* SUPPLIED ENTRIES
BEGIN
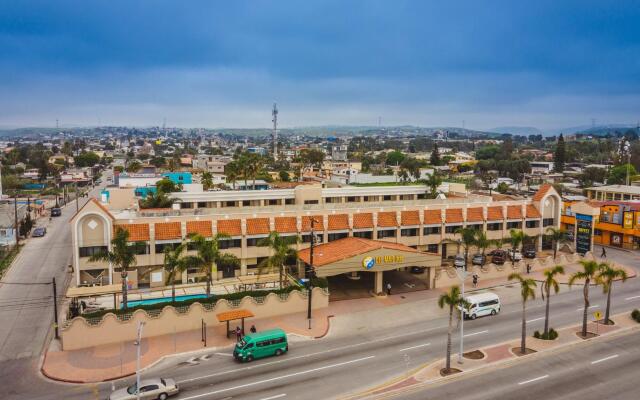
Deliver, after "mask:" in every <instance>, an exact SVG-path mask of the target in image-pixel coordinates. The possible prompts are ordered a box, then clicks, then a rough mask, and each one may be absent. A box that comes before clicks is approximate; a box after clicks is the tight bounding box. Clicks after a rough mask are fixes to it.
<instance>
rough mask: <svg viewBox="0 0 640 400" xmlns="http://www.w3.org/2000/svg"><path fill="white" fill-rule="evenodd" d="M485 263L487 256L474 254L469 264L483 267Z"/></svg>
mask: <svg viewBox="0 0 640 400" xmlns="http://www.w3.org/2000/svg"><path fill="white" fill-rule="evenodd" d="M486 262H487V256H485V255H484V254H476V255H474V256H473V259H472V260H471V264H473V265H484V264H485V263H486Z"/></svg>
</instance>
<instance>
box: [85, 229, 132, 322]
mask: <svg viewBox="0 0 640 400" xmlns="http://www.w3.org/2000/svg"><path fill="white" fill-rule="evenodd" d="M128 242H129V231H127V230H125V229H122V228H120V227H116V232H115V234H114V236H113V239H112V240H111V250H106V251H101V252H99V253H97V254H94V255H92V256H91V257H90V258H89V261H91V262H95V261H106V262H108V263H109V264H111V265H112V266H113V268H114V269H120V278H122V308H123V309H125V310H126V309H127V289H128V287H127V276H128V275H129V268H131V267H134V266H135V265H136V253H135V247H134V246H130V245H129V243H128Z"/></svg>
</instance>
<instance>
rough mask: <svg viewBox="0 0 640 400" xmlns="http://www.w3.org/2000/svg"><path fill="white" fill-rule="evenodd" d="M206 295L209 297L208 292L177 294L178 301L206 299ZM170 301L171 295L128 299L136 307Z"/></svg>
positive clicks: (132, 304)
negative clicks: (141, 298)
mask: <svg viewBox="0 0 640 400" xmlns="http://www.w3.org/2000/svg"><path fill="white" fill-rule="evenodd" d="M206 297H207V295H206V294H185V295H182V296H176V301H183V300H191V299H204V298H206ZM170 302H171V297H158V298H155V299H144V300H134V301H128V302H127V305H128V306H129V307H135V306H144V305H149V304H159V303H170ZM120 308H123V305H120Z"/></svg>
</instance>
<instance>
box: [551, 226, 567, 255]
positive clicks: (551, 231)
mask: <svg viewBox="0 0 640 400" xmlns="http://www.w3.org/2000/svg"><path fill="white" fill-rule="evenodd" d="M547 237H548V238H549V239H551V242H552V243H553V259H554V260H555V259H556V256H557V254H558V247H559V246H560V243H562V242H566V241H567V240H568V236H567V232H566V231H564V230H562V229H556V228H554V227H552V226H550V227H549V228H547Z"/></svg>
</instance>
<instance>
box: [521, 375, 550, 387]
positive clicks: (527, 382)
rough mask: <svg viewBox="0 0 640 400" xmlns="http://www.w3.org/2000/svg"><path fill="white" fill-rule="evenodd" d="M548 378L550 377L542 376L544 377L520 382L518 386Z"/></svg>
mask: <svg viewBox="0 0 640 400" xmlns="http://www.w3.org/2000/svg"><path fill="white" fill-rule="evenodd" d="M548 377H549V375H542V376H539V377H537V378H533V379H529V380H528V381H522V382H519V383H518V385H526V384H527V383H531V382H535V381H539V380H542V379H545V378H548Z"/></svg>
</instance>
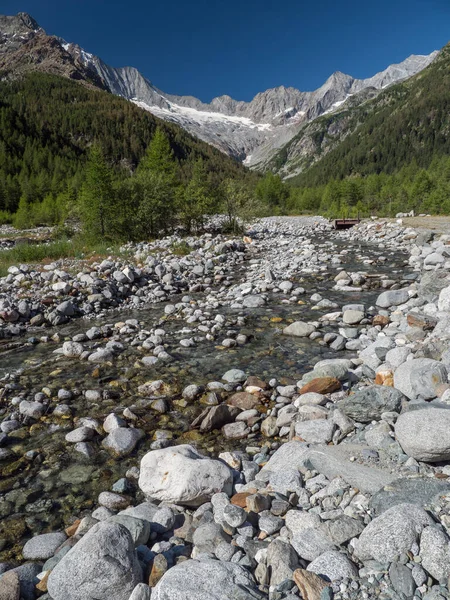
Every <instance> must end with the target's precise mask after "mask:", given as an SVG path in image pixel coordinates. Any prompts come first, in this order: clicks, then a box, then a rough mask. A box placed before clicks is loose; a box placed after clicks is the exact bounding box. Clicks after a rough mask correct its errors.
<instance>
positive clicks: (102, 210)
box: [80, 145, 115, 239]
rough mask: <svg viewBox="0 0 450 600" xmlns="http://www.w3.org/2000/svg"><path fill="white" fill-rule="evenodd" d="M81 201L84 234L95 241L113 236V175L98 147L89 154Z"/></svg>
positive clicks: (96, 147) (101, 150)
mask: <svg viewBox="0 0 450 600" xmlns="http://www.w3.org/2000/svg"><path fill="white" fill-rule="evenodd" d="M80 200H81V201H80V217H81V221H82V224H83V231H84V233H85V234H86V235H87V236H88V237H91V238H94V239H98V238H105V237H107V236H111V235H112V234H113V223H114V219H115V215H114V209H115V206H114V194H113V186H112V175H111V170H110V168H109V167H108V165H107V164H106V161H105V159H104V156H103V152H102V150H101V148H100V146H98V145H93V146H92V148H91V150H90V153H89V159H88V163H87V165H86V178H85V181H84V184H83V187H82V190H81V198H80Z"/></svg>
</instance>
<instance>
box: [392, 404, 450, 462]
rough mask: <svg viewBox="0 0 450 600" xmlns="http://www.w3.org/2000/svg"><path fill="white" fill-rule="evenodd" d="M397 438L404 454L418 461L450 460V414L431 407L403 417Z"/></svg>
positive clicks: (411, 412) (430, 461)
mask: <svg viewBox="0 0 450 600" xmlns="http://www.w3.org/2000/svg"><path fill="white" fill-rule="evenodd" d="M395 437H396V438H397V441H398V442H399V444H400V445H401V447H402V448H403V451H404V452H405V453H406V454H407V455H408V456H412V457H413V458H415V459H416V460H421V461H424V462H439V461H442V460H449V459H450V410H449V409H445V408H431V407H430V408H424V409H420V410H411V411H408V412H406V413H403V414H402V415H400V417H399V418H398V419H397V422H396V424H395Z"/></svg>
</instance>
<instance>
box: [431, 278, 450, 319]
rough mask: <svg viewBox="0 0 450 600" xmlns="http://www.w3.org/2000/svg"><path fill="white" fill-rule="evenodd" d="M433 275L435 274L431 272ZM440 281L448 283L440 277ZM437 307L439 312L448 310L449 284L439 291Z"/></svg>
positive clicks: (445, 280)
mask: <svg viewBox="0 0 450 600" xmlns="http://www.w3.org/2000/svg"><path fill="white" fill-rule="evenodd" d="M434 275H435V274H434V273H433V278H434ZM440 283H442V284H444V283H448V281H446V280H443V279H440ZM438 309H439V310H440V311H441V312H450V286H449V287H445V288H444V289H441V291H440V293H439V300H438Z"/></svg>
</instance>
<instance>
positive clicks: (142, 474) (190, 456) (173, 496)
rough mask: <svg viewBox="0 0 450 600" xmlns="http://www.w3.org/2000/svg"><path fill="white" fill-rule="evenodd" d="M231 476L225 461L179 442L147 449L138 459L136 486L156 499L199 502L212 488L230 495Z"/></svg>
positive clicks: (150, 496)
mask: <svg viewBox="0 0 450 600" xmlns="http://www.w3.org/2000/svg"><path fill="white" fill-rule="evenodd" d="M232 479H233V478H232V472H231V470H230V468H229V467H228V466H227V465H225V464H224V463H222V462H219V461H217V460H213V459H210V458H206V457H204V456H202V455H201V454H199V453H198V452H197V451H196V450H195V449H194V448H193V447H192V446H189V445H181V446H175V447H173V448H164V449H162V450H154V451H152V452H148V453H147V454H146V455H145V456H144V457H143V459H142V461H141V470H140V475H139V487H140V489H141V490H142V491H143V492H144V494H146V495H147V496H148V497H150V498H154V499H156V500H160V501H164V502H174V503H176V504H185V505H187V506H200V505H201V504H203V503H204V502H206V501H207V500H209V499H210V498H211V496H212V495H213V494H215V493H216V492H221V491H224V492H226V493H227V494H228V495H231V490H232Z"/></svg>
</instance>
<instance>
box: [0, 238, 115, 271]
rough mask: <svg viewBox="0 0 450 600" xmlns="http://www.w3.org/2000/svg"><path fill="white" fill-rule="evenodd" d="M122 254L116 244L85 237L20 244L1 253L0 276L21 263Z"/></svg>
mask: <svg viewBox="0 0 450 600" xmlns="http://www.w3.org/2000/svg"><path fill="white" fill-rule="evenodd" d="M112 253H114V254H116V255H120V253H121V252H120V248H119V247H117V246H115V245H114V244H110V243H105V242H98V243H93V242H92V241H90V240H86V238H83V237H75V238H74V239H72V240H68V239H66V238H63V239H60V240H57V241H54V242H51V243H49V244H19V245H17V246H14V247H13V248H11V250H3V251H2V252H1V253H0V277H4V276H5V275H6V274H7V272H8V267H10V266H12V265H18V264H20V263H32V264H33V263H41V262H43V261H49V260H58V259H60V258H89V257H90V256H95V257H96V258H97V259H98V257H100V256H105V257H106V256H109V255H110V254H112Z"/></svg>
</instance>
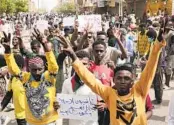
END
* AIM OF THE TASK
After going through the entries, say how many lines contain the string "target". Nothing else belongs in the reply.

* ANSWER FOR THE TASK
2